**TRAVAIL À FAIRE**
(1) Dans le récit du match de rugby, extrayez tel quel le passage qui commence à « Arrive alors Géraud, heureux » et se termine à « plus est anglais. ».
(2) Répondez à ces questions d'après le récit du match de rugby :
(a) À quel poste joue le joueur « scottish » qui tente une sortie sur la droite ?
(b) Sur quelle distance se fait la reculade après que le neuf disparaît sous l'amas ?
(c) Quels mots Mathieu adresse-t-il au director of rugby ?
(3) Ces affirmations sont-elles conformes au récit du match de rugby ? Répondez par oui ou non et citez les mots qui tranchent.
(a) Les Jurassiens applaudissent longuement malgré leur défaite.
(b) Le ballon est décrit comme rond.
(c) À force de mauls, St Claude parvient à atteindre la ligne.

**EXTRAIT À LIRE**
★ ★ ★ ★

Reste plus qu’à accomplir le véritable exploit : garder une tête d’avance. Le ballon revient prestement aux Jurassiens qui s’activent au milieu du terrain. Mais à cet instant ce sont des Trucks qui viennent concasser le moindre ruck. La violence du choc fait reculer les bleus et blancs. Leur flanker scottish tente une sortie sur la droite moins fréquentée, prend deux centraliens sur le râble, parvient à transmettre à son neuf, qui, à peine le ballon entre les doigts, disparaît sous un amas vorace comme on enterre ses illusions d’un jour: reculade jouissive d’une vingtaine de mètres pour une terre toujours à préserver. Maul après maul, St Claude s’escrime à s’approcher de la ligne mais n’y est plus vraiment. Le ballon devient l’ultime attention quand L’arbitre rend enfin leur liberté aux trente effrontés. L’instant d’après n’est que le ravissement d’adultes replongés fugacement dans l’enfance : sauts d’innocence, les yeux ronds d’étonnement, ceux de gosses heureux autour d’un ballon même pas rond. Rugueuse mêlée qui devient joyeuse et une joie plus forte que celle d’un champion car pour soulever un bouclier, il y a tout un parcours et une finale en pinacle. Ici rien de tout ça si ce n’est l’allégresse inattendue d’avoir renverser une montagne, même si ce n’est que le Jura. Juste pour le plaisir, et c’est déjà beaucoup.
 
Arrive alors Géraud, heureux qui comme un président a fait un si long voyage d’entre les tours. Toison conquise « Super les gars !!!! » Rendons grâce aux jurassiens vertueux dans la défaite, applaudissant longuement la prouesse. Le perfide Mathieu, sourire en coin et déjà content de sa connerie, s’approche de leur director of rugby. « Good game ! ». Main serrée, droit dans les yeux. Et Mathieu de donner en même temps une autre raison jubilatoire pour laquelle on joue au rugby : apposer le regard du vainqueur sur le vaincu. Qui plus est anglais.

★ ★ ★ ★

[Enregistrements tirés d'un jeu de données]
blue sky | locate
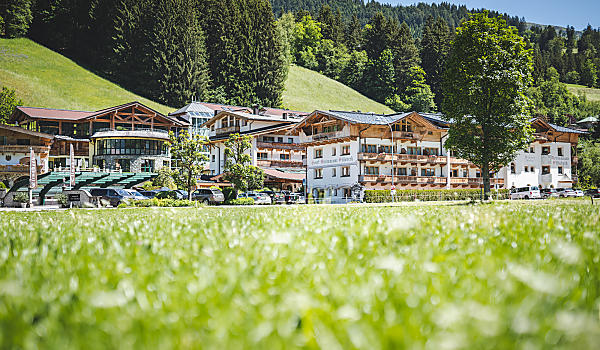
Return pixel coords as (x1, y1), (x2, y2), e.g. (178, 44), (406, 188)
(376, 0), (600, 30)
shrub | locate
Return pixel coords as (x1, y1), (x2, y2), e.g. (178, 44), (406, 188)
(14, 192), (29, 203)
(364, 188), (508, 203)
(225, 198), (254, 205)
(54, 193), (69, 208)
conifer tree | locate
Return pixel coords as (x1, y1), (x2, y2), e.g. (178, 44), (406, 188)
(421, 17), (451, 105)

★ ★ ★ ★

**RÉSULTATS**
(1)
Arrive alors Géraud, heureux qui comme un président a fait un si long voyage d’entre les tours. Toison conquise « Super les gars !!!! » Rendons grâce aux jurassiens vertueux dans la défaite, applaudissant longuement la prouesse. Le perfide Mathieu, sourire en coin et déjà content de sa connerie, s’approche de leur director of rugby. « Good game ! ». Main serrée, droit dans les yeux. Et Mathieu de donner en même temps une autre raison jubilatoire pour laquelle on joue au rugby : apposer le regard du vainqueur sur le vaincu. Qui plus est anglais.

(2)
(a) Flanker.
(b) Une vingtaine de mètres.
(c) « Good game ! »

(3)
(a) Oui : « Rendons grâce aux jurassiens vertueux dans la défaite, applaudissant longuement la prouesse. »
(b) Non : « un ballon même pas rond »
(c) Non : « St Claude s’escrime à s’approcher de la ligne mais n’y est plus vraiment »